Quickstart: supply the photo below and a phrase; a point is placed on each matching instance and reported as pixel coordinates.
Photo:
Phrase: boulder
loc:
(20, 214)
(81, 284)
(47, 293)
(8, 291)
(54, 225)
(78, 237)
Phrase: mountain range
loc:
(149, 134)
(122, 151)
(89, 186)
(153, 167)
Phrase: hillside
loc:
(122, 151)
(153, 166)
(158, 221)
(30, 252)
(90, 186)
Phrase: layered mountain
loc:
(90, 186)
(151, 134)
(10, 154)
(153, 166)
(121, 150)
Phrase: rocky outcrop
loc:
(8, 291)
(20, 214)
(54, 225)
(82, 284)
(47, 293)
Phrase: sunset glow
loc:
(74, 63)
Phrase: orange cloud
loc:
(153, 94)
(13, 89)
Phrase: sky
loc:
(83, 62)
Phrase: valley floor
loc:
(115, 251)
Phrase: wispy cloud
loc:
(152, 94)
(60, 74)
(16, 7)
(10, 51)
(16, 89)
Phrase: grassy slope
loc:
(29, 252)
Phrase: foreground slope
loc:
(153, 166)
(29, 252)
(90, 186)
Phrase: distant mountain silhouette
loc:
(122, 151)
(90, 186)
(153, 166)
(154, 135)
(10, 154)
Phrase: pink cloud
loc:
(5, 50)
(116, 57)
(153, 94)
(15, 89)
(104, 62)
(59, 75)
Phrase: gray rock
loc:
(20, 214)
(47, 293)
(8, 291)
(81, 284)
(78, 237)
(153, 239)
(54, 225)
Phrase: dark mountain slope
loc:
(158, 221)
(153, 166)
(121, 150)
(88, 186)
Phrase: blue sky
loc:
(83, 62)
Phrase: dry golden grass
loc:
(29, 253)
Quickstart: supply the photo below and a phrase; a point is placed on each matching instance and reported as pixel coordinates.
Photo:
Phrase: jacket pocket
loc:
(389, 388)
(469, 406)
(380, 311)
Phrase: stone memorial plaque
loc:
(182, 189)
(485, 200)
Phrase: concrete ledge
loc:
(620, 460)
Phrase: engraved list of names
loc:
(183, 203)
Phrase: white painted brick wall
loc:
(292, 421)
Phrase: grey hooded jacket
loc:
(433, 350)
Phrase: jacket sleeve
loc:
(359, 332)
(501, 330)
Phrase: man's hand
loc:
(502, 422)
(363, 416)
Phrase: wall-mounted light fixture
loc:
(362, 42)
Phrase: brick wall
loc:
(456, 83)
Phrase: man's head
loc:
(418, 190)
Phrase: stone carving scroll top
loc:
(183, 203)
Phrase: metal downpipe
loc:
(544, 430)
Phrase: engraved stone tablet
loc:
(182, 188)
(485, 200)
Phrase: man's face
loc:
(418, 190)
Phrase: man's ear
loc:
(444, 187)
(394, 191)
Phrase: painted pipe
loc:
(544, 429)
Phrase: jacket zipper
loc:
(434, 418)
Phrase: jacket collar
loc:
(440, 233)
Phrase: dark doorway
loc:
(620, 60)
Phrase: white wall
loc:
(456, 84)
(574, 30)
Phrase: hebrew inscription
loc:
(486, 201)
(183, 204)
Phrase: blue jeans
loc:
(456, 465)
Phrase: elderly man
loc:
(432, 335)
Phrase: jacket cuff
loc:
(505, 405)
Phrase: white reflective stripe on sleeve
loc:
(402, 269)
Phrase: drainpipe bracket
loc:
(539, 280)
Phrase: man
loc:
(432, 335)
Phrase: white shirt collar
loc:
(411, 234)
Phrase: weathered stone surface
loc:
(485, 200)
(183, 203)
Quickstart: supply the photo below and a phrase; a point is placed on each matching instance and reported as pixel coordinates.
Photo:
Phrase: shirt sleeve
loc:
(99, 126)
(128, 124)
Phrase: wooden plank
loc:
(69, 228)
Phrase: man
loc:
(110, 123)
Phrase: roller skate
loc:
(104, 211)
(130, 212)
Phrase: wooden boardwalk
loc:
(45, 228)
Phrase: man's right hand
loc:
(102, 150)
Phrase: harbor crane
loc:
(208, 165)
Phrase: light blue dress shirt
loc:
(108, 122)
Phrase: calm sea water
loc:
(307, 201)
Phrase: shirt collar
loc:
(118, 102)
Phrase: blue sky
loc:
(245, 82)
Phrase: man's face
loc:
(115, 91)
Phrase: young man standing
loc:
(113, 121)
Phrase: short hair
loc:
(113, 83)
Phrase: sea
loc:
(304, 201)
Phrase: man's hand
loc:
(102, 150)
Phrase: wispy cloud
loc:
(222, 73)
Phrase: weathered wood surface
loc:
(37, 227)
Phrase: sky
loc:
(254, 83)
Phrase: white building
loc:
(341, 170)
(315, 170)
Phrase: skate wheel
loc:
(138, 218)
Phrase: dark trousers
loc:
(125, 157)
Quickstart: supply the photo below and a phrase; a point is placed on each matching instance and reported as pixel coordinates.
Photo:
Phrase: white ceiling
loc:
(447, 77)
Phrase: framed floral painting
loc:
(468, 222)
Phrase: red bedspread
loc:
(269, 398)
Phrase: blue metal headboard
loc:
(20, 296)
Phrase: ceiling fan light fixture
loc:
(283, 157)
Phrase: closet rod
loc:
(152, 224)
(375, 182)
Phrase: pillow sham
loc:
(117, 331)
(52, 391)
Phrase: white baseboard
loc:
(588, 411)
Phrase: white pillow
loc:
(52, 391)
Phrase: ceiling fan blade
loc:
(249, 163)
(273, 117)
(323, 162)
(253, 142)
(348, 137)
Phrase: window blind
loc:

************

• What is required: Among the records above, repeat exactly the line with "Phrase: layered mountain", the line with "Phrase: foreground slope", and every line in between, and only those.

• Your response:
Phrase: layered mountain
loc:
(90, 186)
(151, 134)
(10, 154)
(153, 166)
(121, 150)
Phrase: rocky outcrop
loc:
(8, 291)
(20, 214)
(54, 225)
(82, 284)
(47, 293)
Phrase: sunset glow
loc:
(74, 63)
Phrase: orange cloud
loc:
(153, 94)
(13, 89)
Phrase: sky
loc:
(83, 62)
Phrase: valley floor
loc:
(115, 251)
Phrase: wispy cloud
loc:
(152, 94)
(60, 74)
(16, 7)
(10, 51)
(16, 89)
Phrase: grassy slope
loc:
(29, 252)
Phrase: foreground slope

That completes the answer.